# WHAT THE TASK REQUIRES
Starting at the line that contains "Please provide the mask of every instance of the red" and ending at the end of the entries, reproduce every line, requests included. Add 135 to each coordinate in the answers and leave the format samples unchanged.

:: PROVIDED INFORMATION

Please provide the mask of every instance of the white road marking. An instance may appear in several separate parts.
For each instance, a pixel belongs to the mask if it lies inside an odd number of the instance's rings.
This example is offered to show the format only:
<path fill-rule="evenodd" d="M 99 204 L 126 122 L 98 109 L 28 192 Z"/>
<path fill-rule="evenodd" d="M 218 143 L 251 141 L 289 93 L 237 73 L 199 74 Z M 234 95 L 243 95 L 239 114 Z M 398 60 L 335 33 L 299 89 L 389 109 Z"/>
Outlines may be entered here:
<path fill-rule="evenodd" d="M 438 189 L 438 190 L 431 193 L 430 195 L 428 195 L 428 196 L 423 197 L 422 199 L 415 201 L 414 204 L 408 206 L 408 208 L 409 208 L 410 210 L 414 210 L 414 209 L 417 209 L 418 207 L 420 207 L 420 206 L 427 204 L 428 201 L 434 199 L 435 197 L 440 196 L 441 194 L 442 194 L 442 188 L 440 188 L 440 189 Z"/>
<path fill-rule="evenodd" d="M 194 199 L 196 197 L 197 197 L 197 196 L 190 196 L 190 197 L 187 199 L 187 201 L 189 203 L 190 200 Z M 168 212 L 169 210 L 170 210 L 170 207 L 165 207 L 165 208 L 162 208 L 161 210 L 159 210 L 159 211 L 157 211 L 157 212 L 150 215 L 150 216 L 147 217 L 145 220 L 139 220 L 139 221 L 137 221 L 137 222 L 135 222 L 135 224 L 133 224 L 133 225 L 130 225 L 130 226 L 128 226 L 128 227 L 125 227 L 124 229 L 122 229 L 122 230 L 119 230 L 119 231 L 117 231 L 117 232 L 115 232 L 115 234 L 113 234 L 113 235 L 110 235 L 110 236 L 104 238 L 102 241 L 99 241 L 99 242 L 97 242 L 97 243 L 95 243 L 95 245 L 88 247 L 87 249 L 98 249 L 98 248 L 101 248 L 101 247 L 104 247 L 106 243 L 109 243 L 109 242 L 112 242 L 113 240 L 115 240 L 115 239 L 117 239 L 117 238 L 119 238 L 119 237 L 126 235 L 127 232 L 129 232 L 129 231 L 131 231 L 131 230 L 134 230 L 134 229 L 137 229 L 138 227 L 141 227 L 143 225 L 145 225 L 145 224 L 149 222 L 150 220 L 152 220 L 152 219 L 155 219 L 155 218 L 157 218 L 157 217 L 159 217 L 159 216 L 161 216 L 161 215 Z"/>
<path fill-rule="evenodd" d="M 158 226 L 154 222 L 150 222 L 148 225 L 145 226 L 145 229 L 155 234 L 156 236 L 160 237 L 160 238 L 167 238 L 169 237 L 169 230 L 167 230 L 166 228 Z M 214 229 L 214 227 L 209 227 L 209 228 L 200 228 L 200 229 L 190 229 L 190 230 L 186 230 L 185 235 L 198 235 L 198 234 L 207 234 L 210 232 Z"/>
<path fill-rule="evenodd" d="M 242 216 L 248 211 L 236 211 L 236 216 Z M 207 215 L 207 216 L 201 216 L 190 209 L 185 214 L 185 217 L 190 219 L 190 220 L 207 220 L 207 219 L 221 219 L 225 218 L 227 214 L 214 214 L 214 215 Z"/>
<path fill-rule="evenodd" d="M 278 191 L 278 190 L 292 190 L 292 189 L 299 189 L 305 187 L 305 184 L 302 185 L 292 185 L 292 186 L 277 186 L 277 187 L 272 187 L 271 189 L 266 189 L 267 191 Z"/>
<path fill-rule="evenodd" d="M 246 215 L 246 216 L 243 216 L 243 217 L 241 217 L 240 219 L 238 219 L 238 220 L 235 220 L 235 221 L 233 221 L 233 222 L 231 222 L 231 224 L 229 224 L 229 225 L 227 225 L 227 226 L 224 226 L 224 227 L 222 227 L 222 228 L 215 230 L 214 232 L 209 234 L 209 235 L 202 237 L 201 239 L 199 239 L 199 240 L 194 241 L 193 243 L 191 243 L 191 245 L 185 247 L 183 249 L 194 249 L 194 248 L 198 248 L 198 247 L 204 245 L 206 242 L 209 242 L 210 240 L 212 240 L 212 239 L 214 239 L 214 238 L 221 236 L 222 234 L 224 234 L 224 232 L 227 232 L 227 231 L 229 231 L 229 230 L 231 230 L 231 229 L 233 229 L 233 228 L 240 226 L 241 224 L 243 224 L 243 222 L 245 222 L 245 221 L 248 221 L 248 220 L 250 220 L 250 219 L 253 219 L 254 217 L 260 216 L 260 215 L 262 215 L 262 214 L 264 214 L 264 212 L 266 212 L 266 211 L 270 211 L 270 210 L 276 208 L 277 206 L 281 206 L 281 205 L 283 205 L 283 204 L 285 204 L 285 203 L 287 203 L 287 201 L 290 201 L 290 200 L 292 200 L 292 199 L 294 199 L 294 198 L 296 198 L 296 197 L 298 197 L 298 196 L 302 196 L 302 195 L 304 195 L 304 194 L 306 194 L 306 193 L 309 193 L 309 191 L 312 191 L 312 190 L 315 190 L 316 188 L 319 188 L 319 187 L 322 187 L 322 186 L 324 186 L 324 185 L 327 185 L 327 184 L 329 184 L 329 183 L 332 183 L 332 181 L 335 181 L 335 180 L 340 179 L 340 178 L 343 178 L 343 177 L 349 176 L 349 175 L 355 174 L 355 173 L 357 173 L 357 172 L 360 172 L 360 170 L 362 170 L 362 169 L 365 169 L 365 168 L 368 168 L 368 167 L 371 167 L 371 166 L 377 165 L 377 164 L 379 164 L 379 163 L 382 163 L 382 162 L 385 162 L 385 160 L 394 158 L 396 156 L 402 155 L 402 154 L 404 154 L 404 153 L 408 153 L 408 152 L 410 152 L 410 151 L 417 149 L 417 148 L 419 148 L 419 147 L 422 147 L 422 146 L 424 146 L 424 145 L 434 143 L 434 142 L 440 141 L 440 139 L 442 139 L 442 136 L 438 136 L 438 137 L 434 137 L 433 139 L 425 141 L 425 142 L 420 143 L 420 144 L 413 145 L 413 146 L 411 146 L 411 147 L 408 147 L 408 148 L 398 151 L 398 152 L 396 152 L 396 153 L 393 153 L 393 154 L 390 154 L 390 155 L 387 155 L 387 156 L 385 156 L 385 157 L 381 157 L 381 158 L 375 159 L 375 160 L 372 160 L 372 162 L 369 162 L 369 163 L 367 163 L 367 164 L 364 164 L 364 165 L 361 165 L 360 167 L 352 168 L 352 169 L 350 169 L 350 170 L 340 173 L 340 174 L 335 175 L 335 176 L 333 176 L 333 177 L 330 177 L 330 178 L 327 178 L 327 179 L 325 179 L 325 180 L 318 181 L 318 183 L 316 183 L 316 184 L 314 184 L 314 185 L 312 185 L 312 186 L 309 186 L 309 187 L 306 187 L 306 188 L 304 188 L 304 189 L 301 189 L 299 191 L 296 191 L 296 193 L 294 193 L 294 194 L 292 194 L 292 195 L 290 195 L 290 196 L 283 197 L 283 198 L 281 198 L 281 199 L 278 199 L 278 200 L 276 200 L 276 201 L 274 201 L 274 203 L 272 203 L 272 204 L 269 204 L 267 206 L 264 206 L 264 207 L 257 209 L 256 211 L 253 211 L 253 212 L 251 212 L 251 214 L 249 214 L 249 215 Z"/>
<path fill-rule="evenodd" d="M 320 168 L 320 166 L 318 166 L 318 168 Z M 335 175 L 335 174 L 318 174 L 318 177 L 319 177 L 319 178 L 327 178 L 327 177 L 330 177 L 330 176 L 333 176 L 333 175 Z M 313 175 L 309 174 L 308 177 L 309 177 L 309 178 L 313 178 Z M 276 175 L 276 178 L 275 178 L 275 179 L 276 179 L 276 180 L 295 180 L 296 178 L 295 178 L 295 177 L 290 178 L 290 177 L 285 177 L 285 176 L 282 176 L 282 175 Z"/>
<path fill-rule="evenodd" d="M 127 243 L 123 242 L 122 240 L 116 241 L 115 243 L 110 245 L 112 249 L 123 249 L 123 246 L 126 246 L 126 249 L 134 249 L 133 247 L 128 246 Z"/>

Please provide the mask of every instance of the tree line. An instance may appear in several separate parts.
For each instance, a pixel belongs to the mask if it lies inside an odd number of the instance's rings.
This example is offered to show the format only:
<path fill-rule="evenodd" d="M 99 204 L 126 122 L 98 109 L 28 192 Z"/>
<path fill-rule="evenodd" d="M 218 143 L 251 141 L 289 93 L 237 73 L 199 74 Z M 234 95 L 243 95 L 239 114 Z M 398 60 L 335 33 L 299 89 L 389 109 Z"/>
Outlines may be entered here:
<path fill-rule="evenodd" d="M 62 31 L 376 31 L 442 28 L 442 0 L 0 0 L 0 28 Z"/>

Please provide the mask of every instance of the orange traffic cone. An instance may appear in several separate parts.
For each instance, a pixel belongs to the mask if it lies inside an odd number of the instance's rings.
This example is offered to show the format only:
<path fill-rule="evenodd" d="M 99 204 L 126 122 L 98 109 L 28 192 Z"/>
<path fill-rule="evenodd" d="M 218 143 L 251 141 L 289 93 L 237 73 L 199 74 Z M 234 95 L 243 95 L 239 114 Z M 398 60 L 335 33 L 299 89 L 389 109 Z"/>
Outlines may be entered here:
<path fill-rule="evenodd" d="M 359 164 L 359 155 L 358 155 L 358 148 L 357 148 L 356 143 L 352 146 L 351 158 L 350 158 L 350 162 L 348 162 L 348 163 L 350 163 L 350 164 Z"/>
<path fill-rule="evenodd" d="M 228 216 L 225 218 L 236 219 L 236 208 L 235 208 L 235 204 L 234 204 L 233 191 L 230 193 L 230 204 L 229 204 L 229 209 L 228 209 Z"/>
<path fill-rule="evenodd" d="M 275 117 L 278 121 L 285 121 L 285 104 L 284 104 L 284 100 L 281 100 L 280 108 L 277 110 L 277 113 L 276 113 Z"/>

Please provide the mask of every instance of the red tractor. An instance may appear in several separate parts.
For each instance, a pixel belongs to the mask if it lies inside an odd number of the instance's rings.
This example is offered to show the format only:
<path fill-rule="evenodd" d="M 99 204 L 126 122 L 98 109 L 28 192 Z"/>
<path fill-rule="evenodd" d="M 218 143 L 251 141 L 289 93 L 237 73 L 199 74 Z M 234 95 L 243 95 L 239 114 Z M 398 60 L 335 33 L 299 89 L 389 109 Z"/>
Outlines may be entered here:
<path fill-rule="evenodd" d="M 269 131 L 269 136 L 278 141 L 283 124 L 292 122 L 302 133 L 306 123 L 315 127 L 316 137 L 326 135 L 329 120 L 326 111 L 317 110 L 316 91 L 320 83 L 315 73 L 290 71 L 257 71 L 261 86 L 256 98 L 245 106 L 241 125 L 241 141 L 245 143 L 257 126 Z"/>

::::

# EXERCISE OUTPUT
Please provide the mask of every instance of the red tractor. An instance may appear in several separate parts.
For each instance, a pixel belongs to the mask if it lies inside an odd number of the instance's rings.
This example is offered to show the format only:
<path fill-rule="evenodd" d="M 99 204 L 126 122 L 98 109 L 28 192 Z"/>
<path fill-rule="evenodd" d="M 218 143 L 251 141 L 289 93 L 237 73 L 199 74 Z M 234 95 L 243 95 L 239 114 Z M 398 60 L 335 33 L 299 89 L 389 109 Z"/>
Outlines may be entered here:
<path fill-rule="evenodd" d="M 404 266 L 404 271 L 413 276 L 418 259 L 427 257 L 437 268 L 441 258 L 450 262 L 451 272 L 461 270 L 464 255 L 461 246 L 452 245 L 451 226 L 455 218 L 450 208 L 425 206 L 392 206 L 396 221 L 391 233 L 380 241 L 376 260 L 376 276 L 380 278 L 392 261 Z"/>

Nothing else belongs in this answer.